**WHAT YOU SHOULD DO:** Rewrite every line of the data below, from the line containing "of the storefront" through the end of the data, inclusive, and shift each pixel coordinate in the answers by -33.

[Excerpts from point annotation data]
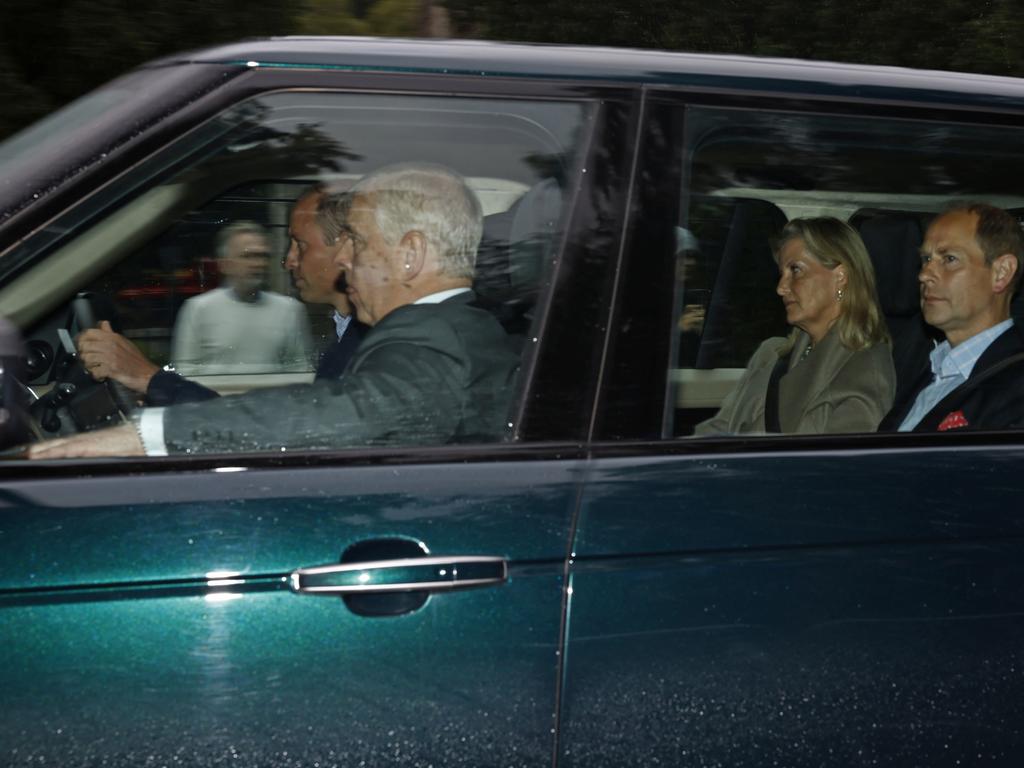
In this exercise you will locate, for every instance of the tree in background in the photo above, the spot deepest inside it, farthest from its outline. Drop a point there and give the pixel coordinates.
(52, 52)
(978, 36)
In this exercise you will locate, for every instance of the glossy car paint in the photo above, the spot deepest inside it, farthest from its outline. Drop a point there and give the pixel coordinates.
(148, 619)
(807, 601)
(847, 608)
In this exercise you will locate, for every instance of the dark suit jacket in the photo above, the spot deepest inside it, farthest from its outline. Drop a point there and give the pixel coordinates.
(426, 374)
(996, 403)
(836, 389)
(167, 388)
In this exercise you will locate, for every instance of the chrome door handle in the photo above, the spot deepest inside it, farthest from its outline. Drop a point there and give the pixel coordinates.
(413, 573)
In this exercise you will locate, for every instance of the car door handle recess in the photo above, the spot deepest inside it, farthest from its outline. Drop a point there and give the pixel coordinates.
(420, 573)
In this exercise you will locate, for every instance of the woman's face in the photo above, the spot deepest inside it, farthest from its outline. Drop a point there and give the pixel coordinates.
(808, 290)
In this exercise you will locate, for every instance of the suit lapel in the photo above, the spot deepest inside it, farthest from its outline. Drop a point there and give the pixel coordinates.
(806, 380)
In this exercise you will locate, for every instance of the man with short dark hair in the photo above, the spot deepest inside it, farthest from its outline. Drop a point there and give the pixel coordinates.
(241, 328)
(433, 369)
(971, 263)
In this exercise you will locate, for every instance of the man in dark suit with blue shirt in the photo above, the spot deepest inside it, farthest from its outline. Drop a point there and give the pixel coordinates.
(314, 242)
(971, 264)
(434, 368)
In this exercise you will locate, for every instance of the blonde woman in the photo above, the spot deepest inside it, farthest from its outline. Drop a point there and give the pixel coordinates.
(835, 372)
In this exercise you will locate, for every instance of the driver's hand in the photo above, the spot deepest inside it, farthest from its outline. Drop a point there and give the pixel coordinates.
(109, 355)
(120, 440)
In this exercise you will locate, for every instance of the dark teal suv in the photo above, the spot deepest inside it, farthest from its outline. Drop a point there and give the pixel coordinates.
(597, 589)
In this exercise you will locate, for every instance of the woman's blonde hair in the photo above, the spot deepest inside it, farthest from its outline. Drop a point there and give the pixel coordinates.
(830, 242)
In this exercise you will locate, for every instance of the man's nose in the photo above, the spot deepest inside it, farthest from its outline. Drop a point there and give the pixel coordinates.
(927, 271)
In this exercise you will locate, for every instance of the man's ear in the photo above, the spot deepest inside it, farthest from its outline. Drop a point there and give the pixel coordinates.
(413, 254)
(1004, 269)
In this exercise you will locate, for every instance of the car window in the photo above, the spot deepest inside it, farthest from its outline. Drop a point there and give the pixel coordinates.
(749, 173)
(151, 252)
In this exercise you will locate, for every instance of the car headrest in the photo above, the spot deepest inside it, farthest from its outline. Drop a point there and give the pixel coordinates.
(893, 242)
(514, 251)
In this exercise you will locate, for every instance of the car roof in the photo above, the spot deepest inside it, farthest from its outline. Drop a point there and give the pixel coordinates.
(614, 65)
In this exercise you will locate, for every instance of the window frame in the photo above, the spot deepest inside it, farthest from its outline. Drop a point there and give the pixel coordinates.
(634, 412)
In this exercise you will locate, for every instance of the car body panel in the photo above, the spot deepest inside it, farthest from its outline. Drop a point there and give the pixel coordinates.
(811, 608)
(174, 593)
(797, 600)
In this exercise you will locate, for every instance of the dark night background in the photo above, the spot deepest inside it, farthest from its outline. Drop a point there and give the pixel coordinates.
(52, 52)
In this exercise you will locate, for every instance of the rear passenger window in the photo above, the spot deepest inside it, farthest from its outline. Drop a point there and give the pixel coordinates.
(745, 174)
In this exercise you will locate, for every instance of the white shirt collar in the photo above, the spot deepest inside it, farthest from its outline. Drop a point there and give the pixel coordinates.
(341, 323)
(437, 298)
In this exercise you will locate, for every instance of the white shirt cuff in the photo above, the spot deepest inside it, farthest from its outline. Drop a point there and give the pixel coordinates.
(150, 424)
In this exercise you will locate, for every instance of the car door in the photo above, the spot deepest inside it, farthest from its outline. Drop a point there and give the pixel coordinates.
(786, 599)
(348, 607)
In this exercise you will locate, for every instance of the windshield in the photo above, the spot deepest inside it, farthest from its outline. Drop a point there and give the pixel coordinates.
(34, 161)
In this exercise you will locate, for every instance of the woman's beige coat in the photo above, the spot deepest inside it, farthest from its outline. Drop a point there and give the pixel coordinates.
(835, 389)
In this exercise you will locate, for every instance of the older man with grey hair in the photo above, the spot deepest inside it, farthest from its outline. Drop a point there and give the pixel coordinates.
(433, 368)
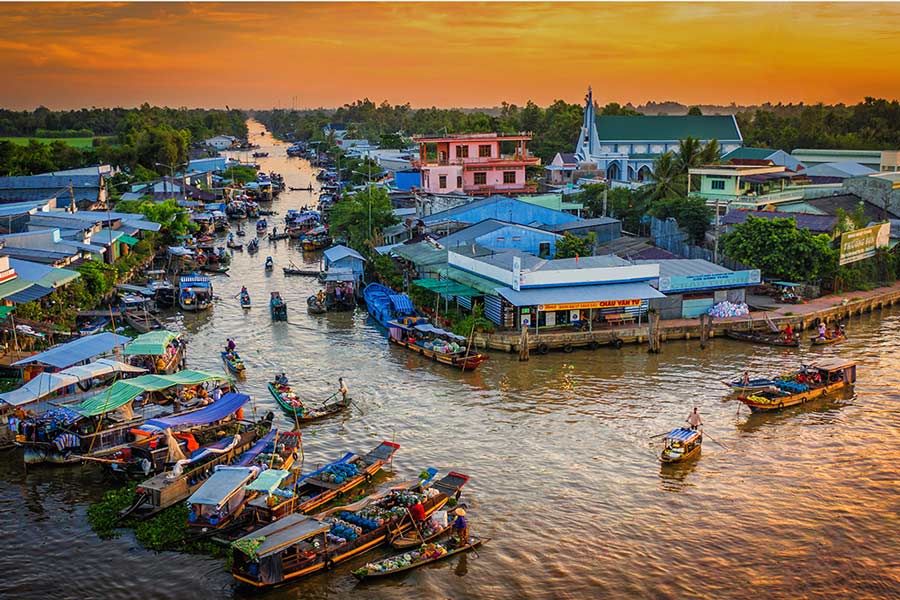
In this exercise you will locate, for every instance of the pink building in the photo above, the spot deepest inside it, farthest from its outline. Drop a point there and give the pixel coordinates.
(472, 164)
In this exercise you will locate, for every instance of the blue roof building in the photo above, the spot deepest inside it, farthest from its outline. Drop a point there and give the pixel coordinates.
(501, 208)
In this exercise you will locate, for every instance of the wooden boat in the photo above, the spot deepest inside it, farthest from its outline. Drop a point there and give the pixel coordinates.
(322, 486)
(170, 488)
(314, 306)
(277, 307)
(195, 292)
(297, 271)
(105, 422)
(810, 382)
(836, 338)
(158, 449)
(291, 404)
(296, 546)
(416, 558)
(412, 539)
(221, 500)
(680, 445)
(756, 337)
(405, 328)
(234, 363)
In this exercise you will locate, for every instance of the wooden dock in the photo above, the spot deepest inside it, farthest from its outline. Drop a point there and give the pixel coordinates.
(801, 316)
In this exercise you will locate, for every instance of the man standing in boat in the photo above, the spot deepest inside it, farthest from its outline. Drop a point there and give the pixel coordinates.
(694, 419)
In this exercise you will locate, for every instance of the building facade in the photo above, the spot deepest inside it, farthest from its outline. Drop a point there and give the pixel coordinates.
(624, 147)
(473, 164)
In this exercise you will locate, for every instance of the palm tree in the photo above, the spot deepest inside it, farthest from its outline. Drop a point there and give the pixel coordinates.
(668, 178)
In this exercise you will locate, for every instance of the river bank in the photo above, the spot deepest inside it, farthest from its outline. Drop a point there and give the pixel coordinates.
(837, 307)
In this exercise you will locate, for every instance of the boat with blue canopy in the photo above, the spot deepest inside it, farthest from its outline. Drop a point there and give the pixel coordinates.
(680, 445)
(396, 313)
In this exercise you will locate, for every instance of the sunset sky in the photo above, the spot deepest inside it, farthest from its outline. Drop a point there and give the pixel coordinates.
(326, 54)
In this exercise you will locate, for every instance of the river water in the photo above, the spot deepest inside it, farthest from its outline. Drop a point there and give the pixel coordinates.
(564, 474)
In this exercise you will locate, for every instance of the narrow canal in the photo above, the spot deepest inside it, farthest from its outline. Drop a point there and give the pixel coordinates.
(565, 478)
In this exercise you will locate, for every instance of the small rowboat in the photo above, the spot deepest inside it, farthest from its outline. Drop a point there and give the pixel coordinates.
(291, 404)
(235, 364)
(411, 538)
(763, 338)
(401, 563)
(680, 445)
(834, 339)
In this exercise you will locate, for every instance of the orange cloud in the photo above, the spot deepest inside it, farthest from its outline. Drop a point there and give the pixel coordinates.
(478, 54)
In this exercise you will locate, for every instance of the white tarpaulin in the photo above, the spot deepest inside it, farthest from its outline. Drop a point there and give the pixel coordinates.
(48, 383)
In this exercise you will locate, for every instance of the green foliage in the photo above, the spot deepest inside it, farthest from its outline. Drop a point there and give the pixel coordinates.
(570, 246)
(781, 250)
(240, 174)
(359, 218)
(692, 214)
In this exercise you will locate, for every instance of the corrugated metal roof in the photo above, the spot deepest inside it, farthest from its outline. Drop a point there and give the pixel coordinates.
(615, 128)
(579, 294)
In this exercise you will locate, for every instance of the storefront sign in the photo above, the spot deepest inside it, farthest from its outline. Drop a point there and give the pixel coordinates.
(687, 283)
(599, 304)
(862, 243)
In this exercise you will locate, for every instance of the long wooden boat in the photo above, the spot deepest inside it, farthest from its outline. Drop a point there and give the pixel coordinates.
(756, 337)
(234, 363)
(825, 341)
(167, 489)
(326, 483)
(680, 445)
(297, 546)
(291, 404)
(810, 382)
(153, 452)
(413, 560)
(220, 501)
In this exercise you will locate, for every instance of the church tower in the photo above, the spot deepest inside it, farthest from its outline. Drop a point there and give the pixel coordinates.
(588, 142)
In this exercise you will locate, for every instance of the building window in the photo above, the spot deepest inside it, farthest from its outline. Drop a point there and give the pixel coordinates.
(544, 250)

**WRITTEN SOLUTION:**
In this exercise you will locate, for every instance of the storefront sign in the photo above, the spot deepest inside it, farthest from its outline. Drop a point there and give the pixel coordinates.
(654, 250)
(566, 271)
(829, 210)
In this exercise you will locate, for every instance of the long wooden boat in the photo above, the spot deepest inside it, farthest from its outline. Drop a point there and give the pixel coordinates.
(723, 304)
(201, 330)
(792, 308)
(134, 456)
(293, 450)
(647, 412)
(264, 513)
(258, 371)
(777, 349)
(120, 419)
(380, 527)
(187, 468)
In this exercise you will locate, for every instance of the church tower in the photo above, the spot deepest inside it, farthest from its outline. Drop a point there and give the pixel coordinates.
(555, 109)
In this exercise you will locate, for every instance of the building window in the photo above, the spot deepest inside it, farthest from its outline. Drop a point there and give the pixel coordinates.
(511, 217)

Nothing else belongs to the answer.